* **WHAT THE EXERCISE ASKS**
All of the records listed below should be retyped exactly.

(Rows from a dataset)
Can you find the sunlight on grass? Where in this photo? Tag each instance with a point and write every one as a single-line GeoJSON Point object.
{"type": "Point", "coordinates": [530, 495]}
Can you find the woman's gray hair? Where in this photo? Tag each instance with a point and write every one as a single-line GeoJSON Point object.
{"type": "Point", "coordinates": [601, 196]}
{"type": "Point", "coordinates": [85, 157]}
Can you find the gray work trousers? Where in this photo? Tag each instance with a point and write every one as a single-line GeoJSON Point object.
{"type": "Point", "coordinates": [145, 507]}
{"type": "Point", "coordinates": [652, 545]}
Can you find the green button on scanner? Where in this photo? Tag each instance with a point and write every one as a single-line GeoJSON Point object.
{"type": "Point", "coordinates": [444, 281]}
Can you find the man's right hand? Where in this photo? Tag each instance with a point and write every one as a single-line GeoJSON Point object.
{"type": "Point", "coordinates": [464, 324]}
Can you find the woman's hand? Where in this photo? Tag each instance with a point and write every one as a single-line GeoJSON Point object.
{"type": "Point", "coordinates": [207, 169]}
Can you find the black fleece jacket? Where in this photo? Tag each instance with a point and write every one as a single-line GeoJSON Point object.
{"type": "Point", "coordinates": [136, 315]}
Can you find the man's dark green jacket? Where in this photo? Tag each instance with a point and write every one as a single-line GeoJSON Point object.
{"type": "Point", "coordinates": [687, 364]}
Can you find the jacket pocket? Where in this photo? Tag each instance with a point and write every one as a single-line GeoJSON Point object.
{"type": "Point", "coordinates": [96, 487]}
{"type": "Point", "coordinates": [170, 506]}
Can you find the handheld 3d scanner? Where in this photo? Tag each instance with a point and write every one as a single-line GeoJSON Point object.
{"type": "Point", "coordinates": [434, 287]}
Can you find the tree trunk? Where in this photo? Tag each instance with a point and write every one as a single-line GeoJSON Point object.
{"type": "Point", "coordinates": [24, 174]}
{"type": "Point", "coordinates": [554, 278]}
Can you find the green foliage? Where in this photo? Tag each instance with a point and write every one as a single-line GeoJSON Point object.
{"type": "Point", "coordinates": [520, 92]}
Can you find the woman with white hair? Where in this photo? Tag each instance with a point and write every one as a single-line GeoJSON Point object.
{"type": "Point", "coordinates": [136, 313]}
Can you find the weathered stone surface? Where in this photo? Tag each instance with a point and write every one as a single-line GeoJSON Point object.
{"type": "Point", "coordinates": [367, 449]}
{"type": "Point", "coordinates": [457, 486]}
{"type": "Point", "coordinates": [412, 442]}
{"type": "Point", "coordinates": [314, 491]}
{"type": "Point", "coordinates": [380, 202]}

* **TASK RESULT**
Can you find the sunlight on grass? Where in this photo? Tag each instance with a point and write every one as a single-line GeoJSON Point object.
{"type": "Point", "coordinates": [530, 495]}
Can you find the woman's gray hair? Where in this photo? Tag each instance with a point and write every one as a single-line GeoJSON Point object.
{"type": "Point", "coordinates": [601, 196]}
{"type": "Point", "coordinates": [85, 157]}
Can you find the gray work trousers? Where in this photo? Tag each instance with a point and write every one as a single-line GeoJSON Point object.
{"type": "Point", "coordinates": [145, 507]}
{"type": "Point", "coordinates": [652, 545]}
Can you find the green button on scanner? Where in this photo? Tag each instance with a point and write every one as a single-line GeoJSON Point object.
{"type": "Point", "coordinates": [444, 281]}
Can you find the man's right hand? Where in this photo? Tag each instance with a point and write every one as a single-line GeoJSON Point object.
{"type": "Point", "coordinates": [464, 324]}
Can you find the woman's hand? Where in this photo? Tag each instance with a point and write every one as a single-line GeoJSON Point object.
{"type": "Point", "coordinates": [207, 169]}
Can you find the black fleece jacket? Where in this photo? Tag each instance with a point and write every one as a single-line GeoJSON Point object.
{"type": "Point", "coordinates": [136, 315]}
Can you find the man's dark green jacket? Where in this photo? Tag each instance with a point and write every one as a single-line GeoJSON Point object.
{"type": "Point", "coordinates": [687, 364]}
Can you find the jacket pocket? Where in this photo? Tag each instance with a point and write every one as a single-line GeoJSON Point object.
{"type": "Point", "coordinates": [96, 487]}
{"type": "Point", "coordinates": [170, 506]}
Can you find the handheld 3d scanner? Where in this photo? Tag each instance with a point and write every one as a single-line GeoJSON Point object.
{"type": "Point", "coordinates": [434, 287]}
Can you find the tree trunk? Where in this photo? Tag each instance with a point and write every one as a single-line GeoJSON Point object.
{"type": "Point", "coordinates": [24, 174]}
{"type": "Point", "coordinates": [554, 278]}
Can you find the green foliage? Where in this photo? Tag each instance with a point and write every one as a single-line GeoJSON Point object.
{"type": "Point", "coordinates": [520, 92]}
Can you find the woman with white hair? Where in this photo? Tag each instance with a point and write every one as a single-line GeoJSON Point object.
{"type": "Point", "coordinates": [136, 313]}
Can you find the weathered stone surface? Where in this photo? Tag each instance with a point and write every one as a single-line GeoJSON Point object.
{"type": "Point", "coordinates": [367, 449]}
{"type": "Point", "coordinates": [457, 486]}
{"type": "Point", "coordinates": [412, 442]}
{"type": "Point", "coordinates": [314, 491]}
{"type": "Point", "coordinates": [380, 202]}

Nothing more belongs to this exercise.